Task directions: Extract every line from the first line of the entries down to and including the line containing "Outlines of the striped", reproducing each one character for character.

Outline annotation records
»»

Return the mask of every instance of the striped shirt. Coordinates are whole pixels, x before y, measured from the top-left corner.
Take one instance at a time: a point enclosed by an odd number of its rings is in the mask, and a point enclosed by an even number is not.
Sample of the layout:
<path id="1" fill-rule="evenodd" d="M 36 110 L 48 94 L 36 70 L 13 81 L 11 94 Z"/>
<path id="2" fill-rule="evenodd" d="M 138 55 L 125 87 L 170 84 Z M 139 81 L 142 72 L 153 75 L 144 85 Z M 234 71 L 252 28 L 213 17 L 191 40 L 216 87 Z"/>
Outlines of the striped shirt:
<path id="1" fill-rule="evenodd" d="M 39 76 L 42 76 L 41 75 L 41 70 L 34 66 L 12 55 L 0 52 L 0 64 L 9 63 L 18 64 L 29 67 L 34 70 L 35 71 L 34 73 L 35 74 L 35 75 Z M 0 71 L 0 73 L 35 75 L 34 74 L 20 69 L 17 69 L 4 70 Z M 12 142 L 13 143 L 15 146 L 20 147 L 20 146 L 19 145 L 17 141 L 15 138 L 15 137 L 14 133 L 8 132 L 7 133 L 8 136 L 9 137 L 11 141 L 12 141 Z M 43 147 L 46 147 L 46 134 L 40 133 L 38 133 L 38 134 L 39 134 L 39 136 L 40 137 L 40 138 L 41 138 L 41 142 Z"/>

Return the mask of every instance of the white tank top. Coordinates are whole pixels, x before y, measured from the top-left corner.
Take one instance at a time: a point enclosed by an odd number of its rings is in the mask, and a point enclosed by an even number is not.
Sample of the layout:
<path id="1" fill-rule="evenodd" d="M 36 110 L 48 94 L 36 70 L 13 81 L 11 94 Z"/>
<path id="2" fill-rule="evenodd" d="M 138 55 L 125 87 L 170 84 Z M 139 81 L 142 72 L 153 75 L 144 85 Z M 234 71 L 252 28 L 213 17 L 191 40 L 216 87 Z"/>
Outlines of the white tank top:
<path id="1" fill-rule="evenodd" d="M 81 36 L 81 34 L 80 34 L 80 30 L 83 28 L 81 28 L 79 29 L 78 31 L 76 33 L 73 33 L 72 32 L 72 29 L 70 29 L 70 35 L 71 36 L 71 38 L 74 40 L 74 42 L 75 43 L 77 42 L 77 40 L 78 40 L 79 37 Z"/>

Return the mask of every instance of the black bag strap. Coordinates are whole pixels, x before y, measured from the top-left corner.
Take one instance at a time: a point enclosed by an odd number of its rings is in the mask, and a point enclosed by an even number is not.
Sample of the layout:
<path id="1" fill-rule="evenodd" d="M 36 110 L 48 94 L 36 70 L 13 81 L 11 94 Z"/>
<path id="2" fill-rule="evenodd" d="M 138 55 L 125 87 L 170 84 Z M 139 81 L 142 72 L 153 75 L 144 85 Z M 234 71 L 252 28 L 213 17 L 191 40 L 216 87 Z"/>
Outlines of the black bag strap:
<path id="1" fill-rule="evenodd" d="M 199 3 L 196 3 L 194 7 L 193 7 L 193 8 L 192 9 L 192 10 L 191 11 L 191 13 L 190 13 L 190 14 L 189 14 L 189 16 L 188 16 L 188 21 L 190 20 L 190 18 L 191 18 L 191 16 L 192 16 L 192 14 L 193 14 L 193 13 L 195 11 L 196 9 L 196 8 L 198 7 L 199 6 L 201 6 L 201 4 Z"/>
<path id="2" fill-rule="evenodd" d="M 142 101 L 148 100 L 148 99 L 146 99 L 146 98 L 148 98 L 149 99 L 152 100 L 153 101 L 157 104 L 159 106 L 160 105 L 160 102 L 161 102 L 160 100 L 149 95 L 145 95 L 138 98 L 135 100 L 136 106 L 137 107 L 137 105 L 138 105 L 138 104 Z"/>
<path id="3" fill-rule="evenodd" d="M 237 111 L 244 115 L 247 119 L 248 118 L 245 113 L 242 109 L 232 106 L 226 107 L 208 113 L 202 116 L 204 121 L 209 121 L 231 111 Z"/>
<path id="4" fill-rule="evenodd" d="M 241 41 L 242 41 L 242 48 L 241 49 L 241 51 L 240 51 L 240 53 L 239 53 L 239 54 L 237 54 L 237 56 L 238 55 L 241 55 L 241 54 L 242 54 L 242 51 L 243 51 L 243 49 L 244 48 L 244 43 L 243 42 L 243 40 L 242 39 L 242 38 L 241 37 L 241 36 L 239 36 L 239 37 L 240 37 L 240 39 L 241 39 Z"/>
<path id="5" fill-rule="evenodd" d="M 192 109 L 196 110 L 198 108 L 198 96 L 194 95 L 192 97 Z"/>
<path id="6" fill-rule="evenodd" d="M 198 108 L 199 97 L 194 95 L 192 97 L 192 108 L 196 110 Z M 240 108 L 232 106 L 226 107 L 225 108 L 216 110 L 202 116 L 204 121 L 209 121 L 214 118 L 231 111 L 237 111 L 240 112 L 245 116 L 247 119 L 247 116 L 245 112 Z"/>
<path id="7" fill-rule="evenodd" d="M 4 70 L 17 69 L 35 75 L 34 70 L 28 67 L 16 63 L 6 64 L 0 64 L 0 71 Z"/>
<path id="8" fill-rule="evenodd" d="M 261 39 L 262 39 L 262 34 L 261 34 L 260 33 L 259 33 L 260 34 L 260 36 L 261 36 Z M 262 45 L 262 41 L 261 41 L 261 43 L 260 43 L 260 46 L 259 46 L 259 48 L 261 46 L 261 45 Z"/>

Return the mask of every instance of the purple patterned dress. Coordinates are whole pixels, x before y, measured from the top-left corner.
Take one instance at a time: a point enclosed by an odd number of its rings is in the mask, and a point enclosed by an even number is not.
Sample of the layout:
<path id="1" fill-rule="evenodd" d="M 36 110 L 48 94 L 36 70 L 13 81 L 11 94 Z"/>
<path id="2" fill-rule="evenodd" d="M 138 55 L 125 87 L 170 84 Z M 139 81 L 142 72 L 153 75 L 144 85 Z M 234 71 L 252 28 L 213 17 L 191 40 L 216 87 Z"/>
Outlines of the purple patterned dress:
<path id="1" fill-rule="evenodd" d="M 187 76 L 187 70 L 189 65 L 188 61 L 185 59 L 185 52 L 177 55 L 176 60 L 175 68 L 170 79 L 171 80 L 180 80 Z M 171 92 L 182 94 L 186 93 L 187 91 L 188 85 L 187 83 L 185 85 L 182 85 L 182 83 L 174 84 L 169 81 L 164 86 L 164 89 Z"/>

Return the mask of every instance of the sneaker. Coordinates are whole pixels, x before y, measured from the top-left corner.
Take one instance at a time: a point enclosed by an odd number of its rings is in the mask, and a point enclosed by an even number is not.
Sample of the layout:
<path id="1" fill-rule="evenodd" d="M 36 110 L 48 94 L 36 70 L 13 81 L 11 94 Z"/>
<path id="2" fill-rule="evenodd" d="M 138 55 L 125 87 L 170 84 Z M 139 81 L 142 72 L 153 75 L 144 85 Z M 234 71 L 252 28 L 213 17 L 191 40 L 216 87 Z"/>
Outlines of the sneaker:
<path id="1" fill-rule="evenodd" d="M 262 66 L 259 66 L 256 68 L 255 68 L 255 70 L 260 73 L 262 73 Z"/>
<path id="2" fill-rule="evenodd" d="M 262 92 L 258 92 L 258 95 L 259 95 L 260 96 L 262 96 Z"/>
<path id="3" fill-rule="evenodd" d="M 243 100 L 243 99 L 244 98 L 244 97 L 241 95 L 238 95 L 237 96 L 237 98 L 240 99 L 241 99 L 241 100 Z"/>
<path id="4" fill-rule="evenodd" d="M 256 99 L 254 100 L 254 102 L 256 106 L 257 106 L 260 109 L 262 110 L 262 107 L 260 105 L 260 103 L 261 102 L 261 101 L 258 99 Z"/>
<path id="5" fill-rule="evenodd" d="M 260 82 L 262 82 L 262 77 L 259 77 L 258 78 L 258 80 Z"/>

««

Written response:
Return the mask of every instance of the striped shirt. Coordinates are whole pixels, x before y, measured from the top-left corner.
Take one instance at a time: a point enclosed by an odd number of its rings is in the mask, and a point enclosed by an even number is not.
Sample of the layout:
<path id="1" fill-rule="evenodd" d="M 36 110 L 48 94 L 36 70 L 13 81 L 11 94 Z"/>
<path id="2" fill-rule="evenodd" d="M 138 55 L 125 87 L 170 84 Z M 139 81 L 142 72 L 153 75 L 144 85 Z M 234 71 L 252 28 L 213 17 L 191 40 L 216 87 Z"/>
Outlines of the striped shirt:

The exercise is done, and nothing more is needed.